_Selected extract:_
ADAM: “God, what is Your Name?”
GOD:  “I AM”
ADAM: “I know you exist, but what is Your Name?”
GOD:   “I AM WHO I AM”
ADAM: “I am Adam.”
GOD:   “Indeed, you are.  And notice, you used a similar action word (a verb), “I am” with your name.  Adam, you live and you exist; but, unlike Me, you need a point of reference.  I AM that reference.   When you say “I am Adam,” it means you exist only because I AM created you.”
ADAM: “Do you mean that ‘I am’ because of You, the ultimate ‘I AM?’”
GOD:   “Yes, it is as you say.  You exist because of Me—only in reference to Me.  But, I AM the God Who is.”  I AM Who I AM without any reference to any other--or to time or space.  My Name is an action word (verb) because I AM eternally “being” and “acting” sustaining My creation from the tiniest atom to the expanse of My heavens; allowing your every breath and beat of your heart; and before a word is on your tongue, I know it.”

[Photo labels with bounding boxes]

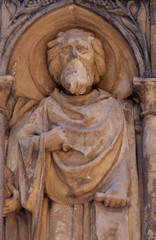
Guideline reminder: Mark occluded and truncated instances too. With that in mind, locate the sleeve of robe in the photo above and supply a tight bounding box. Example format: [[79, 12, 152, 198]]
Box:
[[18, 100, 47, 239]]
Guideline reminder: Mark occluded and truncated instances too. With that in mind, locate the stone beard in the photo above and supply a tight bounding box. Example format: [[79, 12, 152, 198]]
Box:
[[5, 29, 130, 240]]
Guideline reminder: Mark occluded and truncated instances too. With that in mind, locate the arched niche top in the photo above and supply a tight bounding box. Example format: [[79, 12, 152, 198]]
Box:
[[7, 4, 138, 99]]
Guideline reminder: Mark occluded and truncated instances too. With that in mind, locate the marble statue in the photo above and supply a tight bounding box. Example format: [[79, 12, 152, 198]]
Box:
[[4, 29, 130, 240]]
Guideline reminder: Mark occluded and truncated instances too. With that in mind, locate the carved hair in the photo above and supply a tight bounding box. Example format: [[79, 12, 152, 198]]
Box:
[[47, 29, 106, 84]]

_Instruction A:_ In the dialogue about God's name, what does God say Adam needs, unlike God?
_Instruction B:_ Carry the dialogue about God's name forward from its last line.
The listing has no connection to the dialogue about God's name.

_Task answer A:_ A point of reference.

_Task answer B:_
ADAM: “My soul is warmed within me as I walk with You.  I am filled with Joy when I commune with You.”
GOD:   “That is as it should be.  I love you, Adam, with an everlasting love.  I AM love, joy, and peace.  These are yours when you walk with Me.  And My Spirit communes with the spirit I formed within you.”
ADAM:   “Bless You, I AM!   Bless You, Lord O my soul, and all that is within me, bless Your Holy Name.”

My soul is inspired by composing this conversation as it might have been had I been walking with God.  But, unlike Adam and Eve, I have never walked with God in the garden in the cool of the day.  What’s more, I am a corrupted son of Adam.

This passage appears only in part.